[Aim of the exercise] Please repeat exactly the lines below from the one containing "of the whitewashed" down to the one containing "of the algerian", both included, and nothing else.

Referring expression pointing data:

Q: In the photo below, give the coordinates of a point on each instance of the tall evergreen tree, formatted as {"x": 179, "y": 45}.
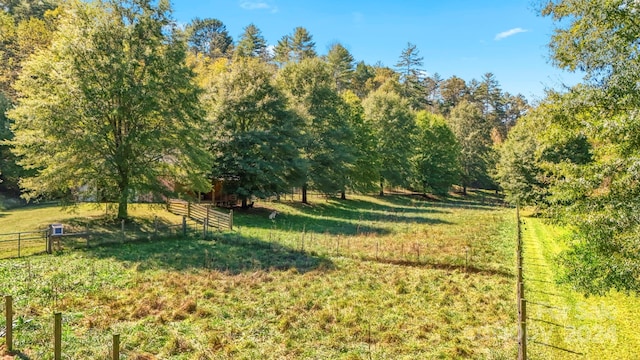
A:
{"x": 473, "y": 135}
{"x": 252, "y": 44}
{"x": 341, "y": 64}
{"x": 328, "y": 136}
{"x": 437, "y": 154}
{"x": 295, "y": 47}
{"x": 411, "y": 76}
{"x": 254, "y": 136}
{"x": 393, "y": 124}
{"x": 110, "y": 105}
{"x": 209, "y": 37}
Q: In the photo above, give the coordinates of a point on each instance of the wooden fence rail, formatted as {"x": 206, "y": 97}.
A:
{"x": 24, "y": 243}
{"x": 203, "y": 213}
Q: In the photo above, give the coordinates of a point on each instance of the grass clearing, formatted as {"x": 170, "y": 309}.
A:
{"x": 600, "y": 327}
{"x": 366, "y": 278}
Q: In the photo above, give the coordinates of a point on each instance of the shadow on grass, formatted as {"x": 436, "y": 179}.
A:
{"x": 231, "y": 253}
{"x": 472, "y": 269}
{"x": 339, "y": 217}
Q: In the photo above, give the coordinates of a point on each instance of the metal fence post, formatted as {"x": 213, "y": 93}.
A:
{"x": 116, "y": 347}
{"x": 9, "y": 316}
{"x": 57, "y": 336}
{"x": 522, "y": 355}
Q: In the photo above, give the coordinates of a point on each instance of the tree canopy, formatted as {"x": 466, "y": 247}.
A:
{"x": 109, "y": 109}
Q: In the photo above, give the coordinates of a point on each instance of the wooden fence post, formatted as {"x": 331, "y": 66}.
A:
{"x": 57, "y": 336}
{"x": 116, "y": 347}
{"x": 205, "y": 228}
{"x": 124, "y": 237}
{"x": 155, "y": 227}
{"x": 49, "y": 242}
{"x": 9, "y": 316}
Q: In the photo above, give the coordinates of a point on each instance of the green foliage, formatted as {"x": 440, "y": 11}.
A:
{"x": 295, "y": 47}
{"x": 599, "y": 327}
{"x": 341, "y": 64}
{"x": 254, "y": 136}
{"x": 252, "y": 44}
{"x": 361, "y": 76}
{"x": 209, "y": 37}
{"x": 411, "y": 76}
{"x": 598, "y": 193}
{"x": 110, "y": 106}
{"x": 473, "y": 134}
{"x": 25, "y": 9}
{"x": 452, "y": 91}
{"x": 262, "y": 293}
{"x": 519, "y": 170}
{"x": 364, "y": 170}
{"x": 326, "y": 144}
{"x": 393, "y": 125}
{"x": 437, "y": 153}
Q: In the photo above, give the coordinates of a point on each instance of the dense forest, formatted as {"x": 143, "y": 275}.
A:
{"x": 114, "y": 95}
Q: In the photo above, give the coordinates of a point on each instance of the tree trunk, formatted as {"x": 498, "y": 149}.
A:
{"x": 123, "y": 213}
{"x": 304, "y": 194}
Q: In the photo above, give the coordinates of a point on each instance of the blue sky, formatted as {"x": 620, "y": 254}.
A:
{"x": 466, "y": 38}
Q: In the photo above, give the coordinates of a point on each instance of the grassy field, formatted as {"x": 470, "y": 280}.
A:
{"x": 31, "y": 222}
{"x": 366, "y": 278}
{"x": 597, "y": 327}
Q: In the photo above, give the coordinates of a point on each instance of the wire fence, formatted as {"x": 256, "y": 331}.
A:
{"x": 27, "y": 243}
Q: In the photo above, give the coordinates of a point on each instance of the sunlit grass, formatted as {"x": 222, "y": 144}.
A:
{"x": 599, "y": 327}
{"x": 369, "y": 277}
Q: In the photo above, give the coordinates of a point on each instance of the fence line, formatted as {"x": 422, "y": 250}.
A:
{"x": 520, "y": 298}
{"x": 202, "y": 213}
{"x": 21, "y": 244}
{"x": 57, "y": 333}
{"x": 522, "y": 302}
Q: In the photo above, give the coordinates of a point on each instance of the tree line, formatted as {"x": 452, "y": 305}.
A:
{"x": 113, "y": 96}
{"x": 575, "y": 156}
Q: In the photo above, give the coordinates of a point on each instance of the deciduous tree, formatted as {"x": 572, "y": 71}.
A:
{"x": 327, "y": 135}
{"x": 393, "y": 123}
{"x": 437, "y": 154}
{"x": 254, "y": 136}
{"x": 110, "y": 105}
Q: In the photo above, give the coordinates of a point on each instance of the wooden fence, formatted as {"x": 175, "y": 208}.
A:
{"x": 202, "y": 213}
{"x": 21, "y": 244}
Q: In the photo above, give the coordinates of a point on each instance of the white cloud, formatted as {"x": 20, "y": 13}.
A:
{"x": 258, "y": 5}
{"x": 358, "y": 18}
{"x": 506, "y": 34}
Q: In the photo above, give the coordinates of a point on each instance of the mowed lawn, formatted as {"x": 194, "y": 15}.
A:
{"x": 564, "y": 324}
{"x": 389, "y": 277}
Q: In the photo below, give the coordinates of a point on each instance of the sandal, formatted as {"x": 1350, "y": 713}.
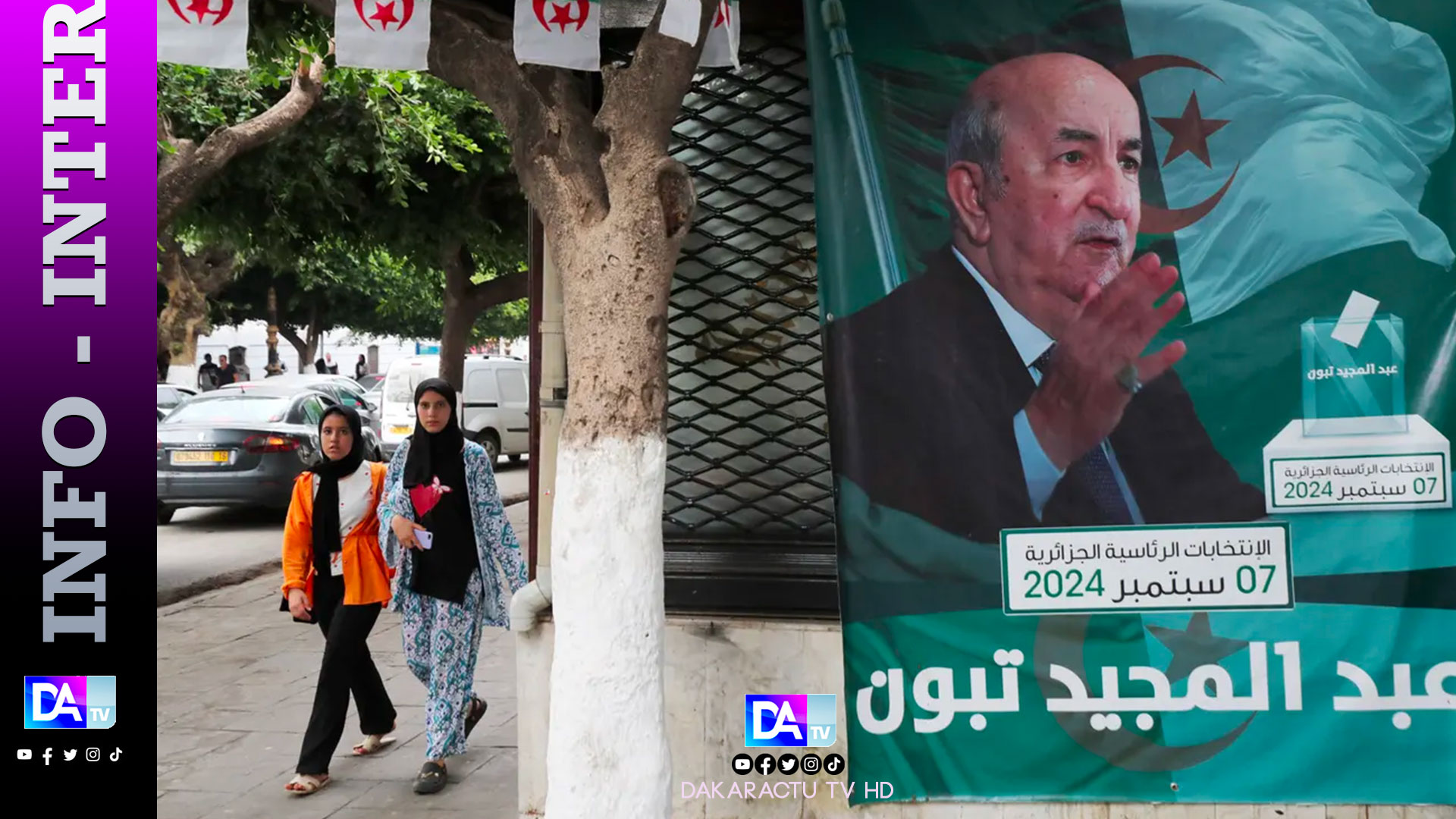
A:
{"x": 303, "y": 784}
{"x": 373, "y": 744}
{"x": 431, "y": 779}
{"x": 475, "y": 716}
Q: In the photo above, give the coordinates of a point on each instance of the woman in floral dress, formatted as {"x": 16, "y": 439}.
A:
{"x": 456, "y": 563}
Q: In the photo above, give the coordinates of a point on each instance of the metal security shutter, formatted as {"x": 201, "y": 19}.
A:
{"x": 748, "y": 516}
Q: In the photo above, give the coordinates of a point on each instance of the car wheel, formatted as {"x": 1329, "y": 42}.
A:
{"x": 492, "y": 447}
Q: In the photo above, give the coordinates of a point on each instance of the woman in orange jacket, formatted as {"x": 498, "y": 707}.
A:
{"x": 335, "y": 575}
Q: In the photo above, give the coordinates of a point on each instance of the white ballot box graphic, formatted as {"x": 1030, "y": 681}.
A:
{"x": 1395, "y": 471}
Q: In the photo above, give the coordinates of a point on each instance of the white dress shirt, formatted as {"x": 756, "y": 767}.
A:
{"x": 356, "y": 496}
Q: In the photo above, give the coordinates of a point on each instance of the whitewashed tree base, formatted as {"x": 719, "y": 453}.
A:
{"x": 607, "y": 752}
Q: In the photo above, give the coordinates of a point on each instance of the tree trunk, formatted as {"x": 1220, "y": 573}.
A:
{"x": 617, "y": 212}
{"x": 190, "y": 281}
{"x": 607, "y": 521}
{"x": 303, "y": 349}
{"x": 460, "y": 315}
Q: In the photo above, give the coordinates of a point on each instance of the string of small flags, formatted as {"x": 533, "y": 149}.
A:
{"x": 395, "y": 34}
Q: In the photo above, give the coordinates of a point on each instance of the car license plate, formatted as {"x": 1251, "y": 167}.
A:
{"x": 201, "y": 457}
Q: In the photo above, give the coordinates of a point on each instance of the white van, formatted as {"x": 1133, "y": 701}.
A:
{"x": 494, "y": 407}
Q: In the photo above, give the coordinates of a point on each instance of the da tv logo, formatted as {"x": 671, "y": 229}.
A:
{"x": 788, "y": 720}
{"x": 71, "y": 701}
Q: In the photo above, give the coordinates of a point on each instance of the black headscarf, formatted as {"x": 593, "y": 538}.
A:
{"x": 327, "y": 537}
{"x": 431, "y": 453}
{"x": 444, "y": 570}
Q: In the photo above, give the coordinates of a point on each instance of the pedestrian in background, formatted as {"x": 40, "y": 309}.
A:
{"x": 456, "y": 561}
{"x": 207, "y": 375}
{"x": 335, "y": 575}
{"x": 226, "y": 373}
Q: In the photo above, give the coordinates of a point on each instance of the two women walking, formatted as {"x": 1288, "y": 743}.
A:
{"x": 436, "y": 547}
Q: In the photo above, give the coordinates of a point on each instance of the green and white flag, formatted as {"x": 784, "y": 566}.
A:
{"x": 682, "y": 19}
{"x": 566, "y": 36}
{"x": 395, "y": 34}
{"x": 202, "y": 33}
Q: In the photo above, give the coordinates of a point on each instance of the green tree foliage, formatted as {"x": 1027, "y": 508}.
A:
{"x": 350, "y": 213}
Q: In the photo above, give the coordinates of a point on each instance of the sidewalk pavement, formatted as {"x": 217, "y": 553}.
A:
{"x": 235, "y": 687}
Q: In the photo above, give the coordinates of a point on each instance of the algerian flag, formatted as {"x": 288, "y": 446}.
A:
{"x": 682, "y": 19}
{"x": 1316, "y": 120}
{"x": 721, "y": 49}
{"x": 566, "y": 34}
{"x": 202, "y": 33}
{"x": 394, "y": 34}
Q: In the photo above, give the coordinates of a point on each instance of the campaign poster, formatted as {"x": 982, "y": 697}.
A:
{"x": 1141, "y": 338}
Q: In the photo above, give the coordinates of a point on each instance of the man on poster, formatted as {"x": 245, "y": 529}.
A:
{"x": 1008, "y": 387}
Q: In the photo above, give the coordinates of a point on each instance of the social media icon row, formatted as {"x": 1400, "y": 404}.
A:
{"x": 92, "y": 755}
{"x": 786, "y": 764}
{"x": 71, "y": 701}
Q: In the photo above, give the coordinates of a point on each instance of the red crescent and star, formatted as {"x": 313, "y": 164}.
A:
{"x": 561, "y": 14}
{"x": 202, "y": 9}
{"x": 384, "y": 14}
{"x": 1190, "y": 133}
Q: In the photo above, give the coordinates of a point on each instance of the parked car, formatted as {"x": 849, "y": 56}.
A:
{"x": 169, "y": 395}
{"x": 494, "y": 404}
{"x": 341, "y": 388}
{"x": 237, "y": 447}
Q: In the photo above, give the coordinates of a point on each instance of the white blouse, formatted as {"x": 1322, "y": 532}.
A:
{"x": 356, "y": 496}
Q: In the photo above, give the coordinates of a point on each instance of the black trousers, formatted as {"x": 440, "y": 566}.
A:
{"x": 347, "y": 667}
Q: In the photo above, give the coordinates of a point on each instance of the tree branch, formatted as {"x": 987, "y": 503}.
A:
{"x": 642, "y": 101}
{"x": 291, "y": 337}
{"x": 182, "y": 174}
{"x": 500, "y": 290}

[Output of the task]
Q: In the photo above, give the coordinates of a point on each instance of the whitewashed tree base, formatted as {"x": 719, "y": 453}.
A:
{"x": 607, "y": 752}
Q: In the photo above, give the coordinates of a point on each instance of the tree trunk, formatted as {"x": 1220, "y": 573}.
A:
{"x": 617, "y": 212}
{"x": 190, "y": 281}
{"x": 607, "y": 521}
{"x": 303, "y": 349}
{"x": 460, "y": 315}
Q: In the photo above, give the coordinates of a point on each instance of the string of small flags, formatted as {"x": 533, "y": 149}.
A:
{"x": 395, "y": 34}
Q: In the photo above, give the coordinates of a point on each instance of the car license plate, formatted as {"x": 1251, "y": 167}.
A:
{"x": 201, "y": 457}
Q: In the photo above, give the coordinates of a point on each instance of the white van, formatted as {"x": 1133, "y": 701}.
A:
{"x": 494, "y": 407}
Q: In the photo above, give the coordinates of a point on each instance of the da tv logo, formatted as {"x": 671, "y": 229}.
A:
{"x": 788, "y": 720}
{"x": 71, "y": 701}
Q: In the photo above, give the coordinates of a point on each instance of the black headscarf, formatted as {"x": 593, "y": 538}.
A:
{"x": 327, "y": 537}
{"x": 431, "y": 453}
{"x": 444, "y": 570}
Q: In the photo above, give the coordinates of a point on each instance of the pedestrian in background, formatted as {"x": 40, "y": 309}.
A:
{"x": 456, "y": 561}
{"x": 207, "y": 375}
{"x": 335, "y": 575}
{"x": 226, "y": 373}
Q: In the photo above, give the coordinates of a point on each instance of the two women walking, formatted as {"x": 1288, "y": 743}.
A:
{"x": 436, "y": 547}
Q: In the photo above, give the coordinates of a point on each instance of the green and white flag, formatted as {"x": 784, "y": 566}.
A:
{"x": 682, "y": 19}
{"x": 566, "y": 36}
{"x": 395, "y": 34}
{"x": 202, "y": 33}
Q: In the photo above, give the coordinates of a point on each instance of the green tree foliage, formatted as {"x": 1027, "y": 508}.
A:
{"x": 350, "y": 213}
Q: In the photo above, give the coordinates of a point on each instance of the sidewalk pavement, formatted as {"x": 217, "y": 553}.
A:
{"x": 235, "y": 687}
Q: In the photo above, give the coordinates of a point on each instance of the algerian flag, formatted as {"x": 288, "y": 446}.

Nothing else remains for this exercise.